→ Selected excerpt
===

# Tomato Jam Recipe



## JWPalmer (May 1, 2017)

I was searching through my mother's recipe card file (ya'll remember those green metal index card files?) and came across this favorite from many years ago. I assure you, it tastes absolutely awesome. I just made a batch tonight. Anyhow, this is the basic recipe. I plan to do a little experimenting with substituting honey for some of the sugar in the near future. 

INGREDIENTS:

2-1/4# firm ripe tomatoes
2# (4-1/2 cups) granulated sugar
1 box Sure-Jell
1-1/2 tsp. grated lemon peel
¼ cup fresh squeezed lemon juice
½ tsp. ground cinnamon
½ tsp. ground allspice
¼ tsp. ground cloves

PREPARATION:

Wash and inspect glass jars and lids. Place in a boiling water bath.

===

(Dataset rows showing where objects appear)
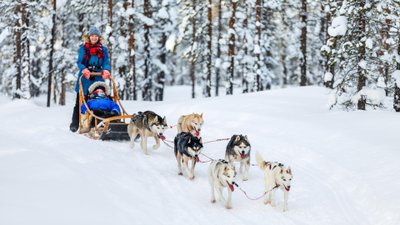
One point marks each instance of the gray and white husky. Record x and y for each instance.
(147, 124)
(276, 175)
(187, 147)
(238, 150)
(221, 175)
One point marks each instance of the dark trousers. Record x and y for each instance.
(75, 113)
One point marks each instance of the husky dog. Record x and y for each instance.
(190, 123)
(276, 175)
(221, 175)
(187, 147)
(147, 124)
(238, 150)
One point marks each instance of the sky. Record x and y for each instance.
(345, 164)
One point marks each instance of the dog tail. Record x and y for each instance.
(260, 161)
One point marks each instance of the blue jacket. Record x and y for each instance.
(93, 61)
(101, 104)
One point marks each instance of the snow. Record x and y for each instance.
(374, 96)
(396, 76)
(345, 164)
(338, 27)
(362, 64)
(4, 34)
(328, 76)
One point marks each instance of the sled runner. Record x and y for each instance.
(103, 128)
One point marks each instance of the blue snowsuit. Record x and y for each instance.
(102, 104)
(99, 65)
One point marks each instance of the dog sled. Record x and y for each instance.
(97, 127)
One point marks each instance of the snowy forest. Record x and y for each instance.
(220, 46)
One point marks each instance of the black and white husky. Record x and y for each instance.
(238, 150)
(276, 175)
(147, 124)
(187, 147)
(221, 174)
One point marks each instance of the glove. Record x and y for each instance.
(86, 73)
(105, 74)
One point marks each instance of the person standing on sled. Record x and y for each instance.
(92, 57)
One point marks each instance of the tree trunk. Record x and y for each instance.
(329, 64)
(361, 72)
(231, 52)
(193, 57)
(63, 85)
(18, 54)
(132, 54)
(110, 34)
(303, 44)
(146, 94)
(245, 81)
(159, 92)
(209, 53)
(218, 69)
(396, 95)
(384, 66)
(258, 42)
(51, 68)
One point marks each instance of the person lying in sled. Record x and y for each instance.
(99, 101)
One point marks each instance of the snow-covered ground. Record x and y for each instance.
(345, 164)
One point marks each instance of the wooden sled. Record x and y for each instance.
(111, 128)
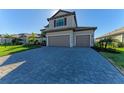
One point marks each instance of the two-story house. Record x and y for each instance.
(62, 30)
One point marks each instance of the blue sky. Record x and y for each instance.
(28, 21)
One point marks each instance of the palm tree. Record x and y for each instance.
(6, 36)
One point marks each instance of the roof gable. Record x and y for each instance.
(61, 13)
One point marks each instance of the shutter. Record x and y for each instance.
(65, 21)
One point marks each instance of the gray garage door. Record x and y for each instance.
(83, 41)
(62, 40)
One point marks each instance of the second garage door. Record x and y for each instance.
(62, 40)
(83, 41)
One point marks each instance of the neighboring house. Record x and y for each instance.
(116, 34)
(4, 40)
(24, 37)
(63, 30)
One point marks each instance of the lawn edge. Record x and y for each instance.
(111, 62)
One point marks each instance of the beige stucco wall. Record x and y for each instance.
(69, 32)
(60, 13)
(90, 32)
(119, 37)
(70, 22)
(73, 36)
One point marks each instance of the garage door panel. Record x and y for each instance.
(62, 40)
(83, 41)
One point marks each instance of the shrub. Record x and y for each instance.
(120, 44)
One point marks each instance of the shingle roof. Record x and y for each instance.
(70, 28)
(115, 32)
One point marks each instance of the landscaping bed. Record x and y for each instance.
(10, 49)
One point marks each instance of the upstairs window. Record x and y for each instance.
(60, 22)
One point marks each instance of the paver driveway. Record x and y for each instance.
(61, 65)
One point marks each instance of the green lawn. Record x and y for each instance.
(14, 49)
(117, 58)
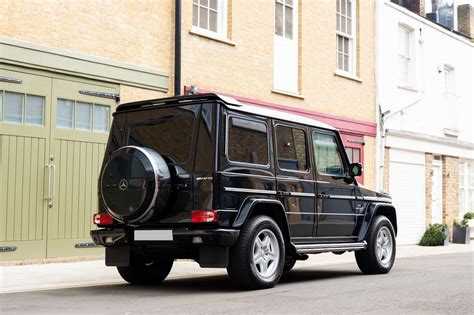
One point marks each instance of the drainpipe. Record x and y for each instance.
(177, 48)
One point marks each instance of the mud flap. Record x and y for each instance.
(213, 257)
(117, 256)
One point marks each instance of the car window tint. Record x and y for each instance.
(326, 154)
(168, 131)
(291, 148)
(247, 141)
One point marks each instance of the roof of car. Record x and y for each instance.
(230, 103)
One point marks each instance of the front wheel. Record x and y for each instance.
(381, 248)
(143, 271)
(257, 259)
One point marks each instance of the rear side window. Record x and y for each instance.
(327, 156)
(168, 131)
(291, 148)
(247, 141)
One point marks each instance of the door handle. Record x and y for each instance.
(53, 176)
(323, 195)
(48, 195)
(51, 181)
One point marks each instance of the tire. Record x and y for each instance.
(143, 271)
(257, 259)
(289, 264)
(379, 256)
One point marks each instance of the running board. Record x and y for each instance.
(323, 248)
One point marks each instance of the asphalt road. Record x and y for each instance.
(430, 284)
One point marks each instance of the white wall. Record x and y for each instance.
(434, 48)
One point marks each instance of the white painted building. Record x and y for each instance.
(425, 96)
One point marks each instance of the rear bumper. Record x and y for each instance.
(181, 237)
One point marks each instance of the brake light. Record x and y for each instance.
(204, 216)
(103, 219)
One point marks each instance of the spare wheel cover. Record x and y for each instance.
(131, 183)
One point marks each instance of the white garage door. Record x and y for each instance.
(407, 187)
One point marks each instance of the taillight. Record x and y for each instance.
(204, 216)
(103, 219)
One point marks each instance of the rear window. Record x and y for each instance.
(247, 141)
(168, 131)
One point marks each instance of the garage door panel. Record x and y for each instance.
(407, 189)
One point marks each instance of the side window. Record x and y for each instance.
(353, 154)
(291, 148)
(326, 154)
(247, 141)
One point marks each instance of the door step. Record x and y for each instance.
(334, 247)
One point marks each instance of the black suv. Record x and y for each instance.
(236, 186)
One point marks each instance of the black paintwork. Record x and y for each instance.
(310, 207)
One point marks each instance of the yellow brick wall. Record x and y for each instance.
(246, 69)
(136, 32)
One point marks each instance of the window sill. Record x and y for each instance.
(288, 94)
(347, 75)
(407, 87)
(210, 35)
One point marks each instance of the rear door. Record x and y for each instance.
(80, 120)
(295, 182)
(24, 147)
(336, 206)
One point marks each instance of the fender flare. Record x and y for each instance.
(372, 211)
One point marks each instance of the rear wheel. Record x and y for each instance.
(381, 248)
(146, 271)
(257, 259)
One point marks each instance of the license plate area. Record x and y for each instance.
(153, 235)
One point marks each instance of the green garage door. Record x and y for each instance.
(52, 138)
(79, 132)
(24, 147)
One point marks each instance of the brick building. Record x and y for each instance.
(61, 77)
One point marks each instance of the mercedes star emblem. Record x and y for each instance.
(123, 185)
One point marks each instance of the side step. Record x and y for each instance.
(335, 247)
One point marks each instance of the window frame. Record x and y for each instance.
(23, 109)
(74, 115)
(226, 146)
(221, 23)
(284, 30)
(308, 157)
(449, 73)
(352, 52)
(340, 145)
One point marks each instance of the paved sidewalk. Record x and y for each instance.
(90, 273)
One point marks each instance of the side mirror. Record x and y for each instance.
(355, 169)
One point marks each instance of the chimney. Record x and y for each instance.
(466, 20)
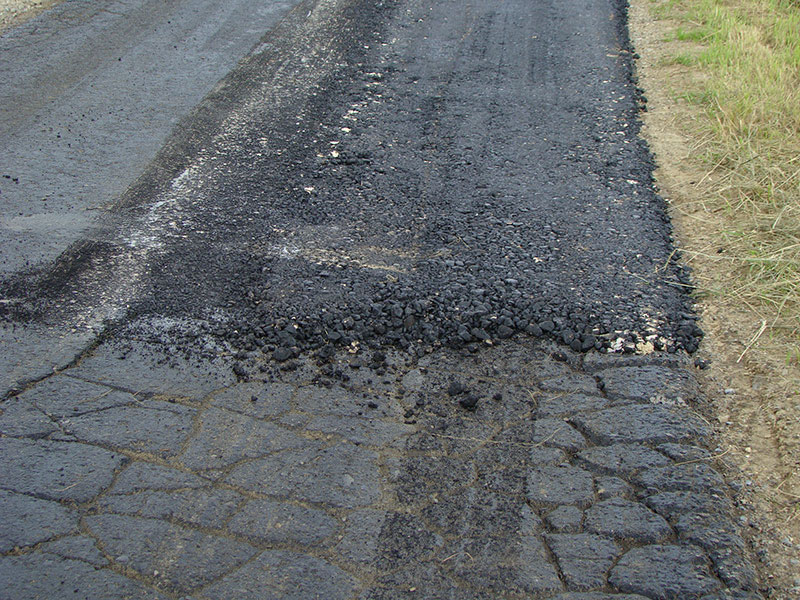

===

Continue the tomato jam recipe from its last sentence. The material placed after the recipe is separate from it.

Scald, peel, core, and chop tomatoes. Place in a saucepan and simmer for 10 minutes. Grate and squeeze lemon. Measure out 3 cups of tomatoes and juice. Add Sure-Jell and bring to a boil. Add sugar, lemon juice, grated lemon peel, and spices. Bring to a full rolling boil that cannot be stirred down. Boil hard for 1 minute stirring constantly. Remove from heat, cool for several minutes, and then skim foam.

CANNING:

Ladle hot fruit mixture into the properly prepared canning jars leaving ½’ headspace. Wipe rim with a clean damp cloth, then apply lids and bands. Invert jar and let stand for 15 minutes. Set jars upright and allow to cool completely.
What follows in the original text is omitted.